▶ EXERCISE
Copy the blog excerpt word for word, starting at "There's a woman" and ending at "must eventually be.".

▶ EXTRACT TO READ
-----

Saturday, December 8, 2007

Sucks to be a Liberal Part 1

It sucks to be a liberal! As a unrepentant liberal, I get to say that because, despite some of the excesses I still believe in much of the liberal program. However, we liberals take some strange stances, many of which we don't realize come back to roost. Recently in a discussion group I participate in, someone made the statement that facts are subjective. Not only is this manifestly wrong and self-negating. Yet, this statement went without challenge by most people on the message board. This is the kind of excess that gets liberals in trouble.

Facts cannot be subjective if, by facts, we mean it in the ordinary sense as a proposition about the world with a high correspondence to the observable world. It is a fact that Earth occupies the third orbital position from the Sun at an average distance of 8 light minutes (93 million miles or 149, 000, 00 0 km). There is no room for subjective interpretation there. It is a fact that normal water is comprised of two hydrogen atoms and an oxygen atom. You can come up with your own list of facts about the world. Now, there one can argue that some facts are more open to the interpretation of their meanings or significance than others, but you cannot invoke a set of personal facts for your own convenience. If you do, the rest of us are no more obliged to accept your facts without evidence than we are obligated to jump off a cliff just because you say so.

What's more, liberals need facts. The kinds of things that liberals express care and concern about are, largely, evidentiary claims about the world. Either it is true that more black men are in prison than in college or it is not. If it is true, then either the justice system is prejudicial toward black men or it is not. Either women, on average, are not paid as well as men for the same work or we are. Again, this is a claim that, if true, will have evidence for its veracity left around like bear spoor in the wilderness. If what liberals want, truly desire, is for society to change and move in a direction toward greater inclusion and justice then we must admit that we are not there now, that others in society may need some convincing that change is necessary and that the path forward will be considerably smoother if we have facts on our side, with evidence and it is possible to reach some kind of consensus on what constitutes evidence. The logic of this is entirely non-remarkable and straight-forward. If I tell you that I have a ten-million dollars for you and it is yours if only you give me the deed to your house you are going to want some evidence that the money does exist before you start signing your house over to me.

My suspicion is that a lot of liberals say things like 'facts are subjective' or 'all cultures are equal and deserve respect no matter what' as reflexes without actually thinking through the consequences of those ideas. There is a noble and laudable impulse on the left to be non-judgmental, to accept people as they are and to side with the underdog. All of these I support and believe in as well. That said, this impulse does not absolve me of a responsibility to think. More about this another time.

Monday, December 3, 2007

Blogging the commute

There's a woman sleeping on the train. I just sent the picture from my cell phone but can't get a wireless connection on the MAX so the text has to follow when I get to work.

The weekend is over and now it's on to work. My heart isn't in it. The rains and winds are fierce today. Oregon's oldest Sitka Spruce died last night in a high wind storm out at the coast. When I heard about it, as I was listening to the news, I had a moment of pause. This is something OLD, a few hundred years at least, and now it is gone. Yet another singular, clever arrangement of DNA snuffed from this world as all living things must eventually be.

In the meantime, Toastmaster's was really interesting. We had a whole pack of students from PCC and PSU there. This is far from normal. Normally we might have one or two as guests. Then two people from work also showed up at the behest of another co-worker of mine.

Lastly, I (obviously) have managed to get my laptop back to normal. I'm running Kubuntu 7.10 on it using KDE 3.5.8. My desktop machine has KDE4RC1 on it but it's not quite ready. The Plasma applets look insanely great but you can't position them on the screen which diminishes their usefulness.

-----

▶ ENTRIES SUPPLIED
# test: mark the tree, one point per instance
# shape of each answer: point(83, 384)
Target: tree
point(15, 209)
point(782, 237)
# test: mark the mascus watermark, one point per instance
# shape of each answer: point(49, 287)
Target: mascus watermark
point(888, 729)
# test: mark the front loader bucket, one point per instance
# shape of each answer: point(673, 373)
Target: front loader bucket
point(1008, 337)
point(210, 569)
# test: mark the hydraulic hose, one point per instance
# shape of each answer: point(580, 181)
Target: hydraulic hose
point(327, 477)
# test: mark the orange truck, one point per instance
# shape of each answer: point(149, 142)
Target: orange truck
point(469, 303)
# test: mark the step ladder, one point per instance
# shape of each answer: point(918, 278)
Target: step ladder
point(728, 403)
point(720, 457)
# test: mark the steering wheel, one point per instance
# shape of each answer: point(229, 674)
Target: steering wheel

-----

▶ THE COMPLETED TASK
There's a woman sleeping on the train. I just sent the picture from my cell phone but can't get a wireless connection on the MAX so the text has to follow when I get to work.

The weekend is over and now it's on to work. My heart isn't in it. The rains and winds are fierce today. Oregon's oldest Sitka Spruce died last night in a high wind storm out at the coast. When I heard about it, as I was listening to the news, I had a moment of pause. This is something OLD, a few hundred years at least, and now it is gone. Yet another singular, clever arrangement of DNA snuffed from this world as all living things must eventually be.